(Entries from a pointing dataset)
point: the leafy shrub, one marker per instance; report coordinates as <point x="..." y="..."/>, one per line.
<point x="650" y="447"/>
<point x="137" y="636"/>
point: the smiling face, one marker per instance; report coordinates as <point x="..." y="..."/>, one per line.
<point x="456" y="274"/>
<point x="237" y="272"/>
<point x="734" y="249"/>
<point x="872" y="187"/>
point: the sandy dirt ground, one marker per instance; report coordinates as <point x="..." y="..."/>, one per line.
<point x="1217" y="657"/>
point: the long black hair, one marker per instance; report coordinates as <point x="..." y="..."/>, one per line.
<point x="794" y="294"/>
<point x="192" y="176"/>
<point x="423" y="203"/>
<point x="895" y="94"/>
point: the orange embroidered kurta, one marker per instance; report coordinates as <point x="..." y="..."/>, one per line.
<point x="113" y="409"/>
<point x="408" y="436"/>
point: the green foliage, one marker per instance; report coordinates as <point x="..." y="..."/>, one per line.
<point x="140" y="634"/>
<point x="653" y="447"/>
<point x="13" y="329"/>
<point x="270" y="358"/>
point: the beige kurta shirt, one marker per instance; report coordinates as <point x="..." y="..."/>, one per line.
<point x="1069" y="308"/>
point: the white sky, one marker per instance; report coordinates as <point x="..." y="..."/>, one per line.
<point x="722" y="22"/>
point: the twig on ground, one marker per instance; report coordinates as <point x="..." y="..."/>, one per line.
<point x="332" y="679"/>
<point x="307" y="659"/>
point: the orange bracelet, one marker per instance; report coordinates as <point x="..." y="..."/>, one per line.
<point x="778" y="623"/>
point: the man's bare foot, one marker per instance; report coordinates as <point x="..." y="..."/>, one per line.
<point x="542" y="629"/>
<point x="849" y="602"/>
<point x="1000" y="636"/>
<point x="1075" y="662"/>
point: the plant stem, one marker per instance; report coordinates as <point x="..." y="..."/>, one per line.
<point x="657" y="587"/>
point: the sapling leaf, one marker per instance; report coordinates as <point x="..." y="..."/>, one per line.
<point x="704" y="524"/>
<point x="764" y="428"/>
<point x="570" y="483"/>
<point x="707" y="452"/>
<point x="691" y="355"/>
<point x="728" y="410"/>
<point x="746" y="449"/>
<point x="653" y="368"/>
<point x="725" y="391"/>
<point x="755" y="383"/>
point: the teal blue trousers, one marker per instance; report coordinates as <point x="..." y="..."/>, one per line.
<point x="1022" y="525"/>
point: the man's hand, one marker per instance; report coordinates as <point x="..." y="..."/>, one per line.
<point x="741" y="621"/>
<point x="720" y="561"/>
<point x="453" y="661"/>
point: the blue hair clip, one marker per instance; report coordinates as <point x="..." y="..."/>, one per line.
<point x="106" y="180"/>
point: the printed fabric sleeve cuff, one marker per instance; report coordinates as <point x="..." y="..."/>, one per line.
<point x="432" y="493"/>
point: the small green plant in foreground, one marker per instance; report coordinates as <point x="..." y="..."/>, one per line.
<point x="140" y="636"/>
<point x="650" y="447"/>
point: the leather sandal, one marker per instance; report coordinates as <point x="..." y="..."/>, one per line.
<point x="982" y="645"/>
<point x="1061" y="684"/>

THE PROBLEM -
Copy every line of these records verbatim.

SOLUTION FOR THIS PROBLEM -
point: the leafy shrub, one marker per instance; report coordinates as <point x="..." y="..."/>, one per line.
<point x="650" y="447"/>
<point x="137" y="636"/>
point: the smiling face, one marker per instance; report coordinates as <point x="..." y="..."/>, one per line.
<point x="456" y="274"/>
<point x="237" y="272"/>
<point x="734" y="249"/>
<point x="872" y="187"/>
point: the sandy dirt ground, one marker per instance; report coordinates as <point x="..." y="..."/>, one per line.
<point x="1217" y="657"/>
point: the long black hair, one marker per instance; report coordinates as <point x="..." y="..."/>, one per line.
<point x="794" y="294"/>
<point x="192" y="176"/>
<point x="423" y="203"/>
<point x="895" y="94"/>
point: the orange embroidered kurta, one marker per instance; report coordinates as <point x="..." y="..."/>, one per line.
<point x="113" y="409"/>
<point x="408" y="436"/>
point: the green foliage, one marker per instance; report coordinates as <point x="..." y="..."/>, one per line.
<point x="140" y="634"/>
<point x="653" y="447"/>
<point x="13" y="329"/>
<point x="270" y="358"/>
point: the beige kurta shirt, one marker per instance; report coordinates as <point x="..." y="..."/>, one per line.
<point x="1069" y="308"/>
point: the white sky, one marker per instance; report coordinates as <point x="..." y="..."/>, one per line.
<point x="722" y="22"/>
point: the twig on ground, one marker per instance; report coordinates as <point x="..." y="..."/>, one per line.
<point x="332" y="679"/>
<point x="307" y="659"/>
point: the orange bracelet, one marker per instance; report coordinates as <point x="..." y="..."/>, one per line.
<point x="778" y="623"/>
point: the man's bare foot, one marker per instance; report coordinates as <point x="..." y="..."/>, one per line.
<point x="542" y="629"/>
<point x="849" y="602"/>
<point x="1000" y="636"/>
<point x="1075" y="662"/>
point: the plant stem, one marker per instance; report coordinates as <point x="..." y="..."/>, one per line.
<point x="657" y="587"/>
point: the sapling leaf, one marker per instance; report coordinates as <point x="..." y="..."/>, one per line.
<point x="704" y="524"/>
<point x="764" y="428"/>
<point x="570" y="483"/>
<point x="707" y="452"/>
<point x="691" y="355"/>
<point x="728" y="410"/>
<point x="746" y="449"/>
<point x="653" y="368"/>
<point x="725" y="391"/>
<point x="755" y="383"/>
point: the teal blue trousers, one marker per instance; report coordinates as <point x="..." y="..."/>, one per line.
<point x="1022" y="525"/>
point: the man's hand, one marker per instance; report coordinates as <point x="..." y="..."/>, one per line.
<point x="741" y="621"/>
<point x="720" y="561"/>
<point x="453" y="661"/>
point: the blue hair clip, one marker per instance; report coordinates as <point x="..." y="..."/>, one per line.
<point x="106" y="180"/>
point: the printed fabric sleeve cuff, one marker per instance; report coordinates as <point x="..." y="..."/>, one per line.
<point x="432" y="493"/>
point: the small green plant in foreground, one marker per instance; report coordinates as <point x="..." y="..."/>, one per line.
<point x="140" y="636"/>
<point x="650" y="447"/>
point: the leather sandal, one marker per instance; report coordinates as <point x="..." y="..."/>, one per line.
<point x="982" y="645"/>
<point x="1061" y="684"/>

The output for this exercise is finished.